— start Extract to read —
From owner-freebsd-questions@FreeBSD.ORG  Mon Jun 21 00:13:02 2004
Return-Path: <owner-freebsd-questions@FreeBSD.ORG>
Delivered-To: freebsd-questions@freebsd.org
Received: from mx1.FreeBSD.org (mx1.freebsd.org [216.136.204.125])
	by hub.freebsd.org (Postfix) with ESMTP
	id C996D16A4CE; Mon, 21 Jun 2004 00:13:02 +0000 (GMT)
Received: from apollo.backplane.com (apollo.backplane.com [216.240.41.2])
	by mx1.FreeBSD.org (Postfix) with ESMTP
	id 7DD8043D5A; Mon, 21 Jun 2004 00:13:02 +0000 (GMT)
	(envelope-from dillon@apollo.backplane.com)
Received: from apollo.backplane.com (localhost [127.0.0.1])
	i5L0CJx7031534;	Sun, 20 Jun 2004 17:12:21 -0700 (PDT)
	(envelope-from dillon@apollo.backplane.com)
Received: (from dillon@localhost)
	by apollo.backplane.com (8.12.9p2/8.12.9/Submit) id i5L0CJd6031533;
	Sun, 20 Jun 2004 17:12:19 -0700 (PDT)
	(envelope-from dillon)
Date: Sun, 20 Jun 2004 17:12:19 -0700 (PDT)
— end Extract to read —
> [What this task involves]
Answer from the mail header above:
1. What IP address is given for mx1.freebsd.org?
2. What IP address is given for apollo.backplane.com?
3. What value appears on the Date line?
— start Data shown —
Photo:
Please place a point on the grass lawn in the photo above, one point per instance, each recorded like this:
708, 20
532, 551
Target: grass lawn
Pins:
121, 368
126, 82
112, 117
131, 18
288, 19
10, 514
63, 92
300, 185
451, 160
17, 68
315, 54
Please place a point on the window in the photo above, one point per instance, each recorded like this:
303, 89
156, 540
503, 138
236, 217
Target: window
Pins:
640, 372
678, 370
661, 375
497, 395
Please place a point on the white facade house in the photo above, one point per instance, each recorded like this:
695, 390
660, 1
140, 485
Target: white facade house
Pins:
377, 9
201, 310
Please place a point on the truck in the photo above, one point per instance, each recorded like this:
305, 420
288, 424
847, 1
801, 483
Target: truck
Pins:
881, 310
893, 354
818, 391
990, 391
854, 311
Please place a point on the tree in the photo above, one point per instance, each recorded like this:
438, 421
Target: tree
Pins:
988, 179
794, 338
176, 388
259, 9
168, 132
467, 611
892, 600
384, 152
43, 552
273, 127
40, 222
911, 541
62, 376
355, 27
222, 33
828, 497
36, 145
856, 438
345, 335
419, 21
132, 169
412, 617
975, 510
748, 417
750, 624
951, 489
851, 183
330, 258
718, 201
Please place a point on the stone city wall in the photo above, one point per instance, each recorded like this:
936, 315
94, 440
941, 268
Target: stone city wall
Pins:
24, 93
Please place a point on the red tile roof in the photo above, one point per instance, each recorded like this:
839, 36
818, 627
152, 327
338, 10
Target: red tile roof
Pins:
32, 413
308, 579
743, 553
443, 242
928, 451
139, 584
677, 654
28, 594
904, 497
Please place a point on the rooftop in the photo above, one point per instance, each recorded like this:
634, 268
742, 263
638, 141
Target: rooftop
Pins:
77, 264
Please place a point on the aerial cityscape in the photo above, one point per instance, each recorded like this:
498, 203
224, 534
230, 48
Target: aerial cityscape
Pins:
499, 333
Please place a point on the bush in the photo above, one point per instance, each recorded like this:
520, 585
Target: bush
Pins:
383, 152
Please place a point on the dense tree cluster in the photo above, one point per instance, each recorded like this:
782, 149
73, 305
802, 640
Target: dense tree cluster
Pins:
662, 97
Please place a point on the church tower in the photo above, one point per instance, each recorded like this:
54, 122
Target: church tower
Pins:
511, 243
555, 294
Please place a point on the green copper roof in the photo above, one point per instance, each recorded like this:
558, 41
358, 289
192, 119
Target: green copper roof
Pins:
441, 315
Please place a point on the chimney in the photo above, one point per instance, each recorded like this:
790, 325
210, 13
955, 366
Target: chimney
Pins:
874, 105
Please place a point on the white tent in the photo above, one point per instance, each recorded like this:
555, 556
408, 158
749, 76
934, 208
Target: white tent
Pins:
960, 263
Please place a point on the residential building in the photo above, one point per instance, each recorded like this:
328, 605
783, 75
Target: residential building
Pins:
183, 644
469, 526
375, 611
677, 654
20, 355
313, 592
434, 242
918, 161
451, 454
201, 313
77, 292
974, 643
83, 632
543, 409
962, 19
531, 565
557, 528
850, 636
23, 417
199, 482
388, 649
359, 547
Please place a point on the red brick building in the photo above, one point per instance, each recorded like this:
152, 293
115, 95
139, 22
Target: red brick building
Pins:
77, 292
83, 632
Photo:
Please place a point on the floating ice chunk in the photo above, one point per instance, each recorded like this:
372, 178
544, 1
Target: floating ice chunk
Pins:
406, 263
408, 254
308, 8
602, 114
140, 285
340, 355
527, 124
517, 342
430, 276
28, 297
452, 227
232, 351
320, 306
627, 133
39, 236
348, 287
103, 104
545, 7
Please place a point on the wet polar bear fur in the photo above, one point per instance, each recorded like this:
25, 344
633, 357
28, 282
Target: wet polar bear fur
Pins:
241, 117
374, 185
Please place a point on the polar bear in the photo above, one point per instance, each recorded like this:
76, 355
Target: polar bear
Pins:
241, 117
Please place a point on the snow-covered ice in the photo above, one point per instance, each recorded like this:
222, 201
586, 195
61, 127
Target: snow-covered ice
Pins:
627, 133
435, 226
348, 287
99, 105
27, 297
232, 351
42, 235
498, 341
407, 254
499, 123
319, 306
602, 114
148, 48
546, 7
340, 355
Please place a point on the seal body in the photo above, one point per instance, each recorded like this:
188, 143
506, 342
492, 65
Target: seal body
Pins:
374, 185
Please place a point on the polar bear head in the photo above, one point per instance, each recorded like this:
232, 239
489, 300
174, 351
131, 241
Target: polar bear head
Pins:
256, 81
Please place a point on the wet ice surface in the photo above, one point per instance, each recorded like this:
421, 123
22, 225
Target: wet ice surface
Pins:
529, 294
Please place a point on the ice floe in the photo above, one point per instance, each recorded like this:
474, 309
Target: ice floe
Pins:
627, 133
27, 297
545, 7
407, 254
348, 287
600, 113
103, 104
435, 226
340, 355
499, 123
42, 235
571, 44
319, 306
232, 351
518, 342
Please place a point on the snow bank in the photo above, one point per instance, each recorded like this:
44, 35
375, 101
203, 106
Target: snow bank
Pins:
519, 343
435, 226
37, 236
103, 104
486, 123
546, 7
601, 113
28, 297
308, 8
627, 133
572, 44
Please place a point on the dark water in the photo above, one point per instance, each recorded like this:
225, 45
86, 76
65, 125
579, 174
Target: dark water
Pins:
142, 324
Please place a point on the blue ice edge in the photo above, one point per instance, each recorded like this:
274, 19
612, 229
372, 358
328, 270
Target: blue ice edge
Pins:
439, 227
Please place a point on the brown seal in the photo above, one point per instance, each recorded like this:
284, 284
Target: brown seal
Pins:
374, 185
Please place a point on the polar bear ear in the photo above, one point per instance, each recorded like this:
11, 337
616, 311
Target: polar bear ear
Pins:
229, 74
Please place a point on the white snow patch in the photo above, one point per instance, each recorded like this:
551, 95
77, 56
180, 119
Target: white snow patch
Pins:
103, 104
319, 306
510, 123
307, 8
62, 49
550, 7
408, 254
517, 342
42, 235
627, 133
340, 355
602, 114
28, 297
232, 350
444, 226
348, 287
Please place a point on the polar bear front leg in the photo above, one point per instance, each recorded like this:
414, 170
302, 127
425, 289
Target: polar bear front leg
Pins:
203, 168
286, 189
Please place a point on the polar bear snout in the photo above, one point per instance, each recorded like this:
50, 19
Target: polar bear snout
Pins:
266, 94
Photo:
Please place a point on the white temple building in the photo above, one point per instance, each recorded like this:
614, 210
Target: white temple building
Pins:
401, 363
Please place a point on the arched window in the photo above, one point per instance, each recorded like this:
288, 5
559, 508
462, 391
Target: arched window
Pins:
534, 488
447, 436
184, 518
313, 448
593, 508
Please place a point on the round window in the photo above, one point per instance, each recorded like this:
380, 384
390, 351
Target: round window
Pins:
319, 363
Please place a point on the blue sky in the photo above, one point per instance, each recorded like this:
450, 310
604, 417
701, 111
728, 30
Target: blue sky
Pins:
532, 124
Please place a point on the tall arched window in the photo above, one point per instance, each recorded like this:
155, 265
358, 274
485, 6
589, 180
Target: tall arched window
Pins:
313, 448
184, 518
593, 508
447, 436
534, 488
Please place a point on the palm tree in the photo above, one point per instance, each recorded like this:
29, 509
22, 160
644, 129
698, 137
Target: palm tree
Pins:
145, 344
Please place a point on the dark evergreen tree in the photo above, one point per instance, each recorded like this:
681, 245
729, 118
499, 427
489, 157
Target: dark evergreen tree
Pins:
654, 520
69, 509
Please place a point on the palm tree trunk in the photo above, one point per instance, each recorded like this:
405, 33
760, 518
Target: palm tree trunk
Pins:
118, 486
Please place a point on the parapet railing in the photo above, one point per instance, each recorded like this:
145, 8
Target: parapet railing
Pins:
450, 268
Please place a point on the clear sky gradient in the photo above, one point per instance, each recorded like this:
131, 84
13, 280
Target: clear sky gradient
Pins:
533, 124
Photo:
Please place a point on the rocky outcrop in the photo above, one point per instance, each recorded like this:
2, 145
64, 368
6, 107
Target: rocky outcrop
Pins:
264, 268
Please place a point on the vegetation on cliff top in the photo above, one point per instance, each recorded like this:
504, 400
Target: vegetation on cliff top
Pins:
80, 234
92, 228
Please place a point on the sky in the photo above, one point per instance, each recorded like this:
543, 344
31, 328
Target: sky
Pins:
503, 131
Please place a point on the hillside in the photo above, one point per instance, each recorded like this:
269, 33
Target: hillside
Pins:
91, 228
— end Data shown —
> [Answer to the problem]
1. 216.136.204.125
2. 216.240.41.2
3. Sun, 20 Jun 2004 17:12:19 -0700 (PDT)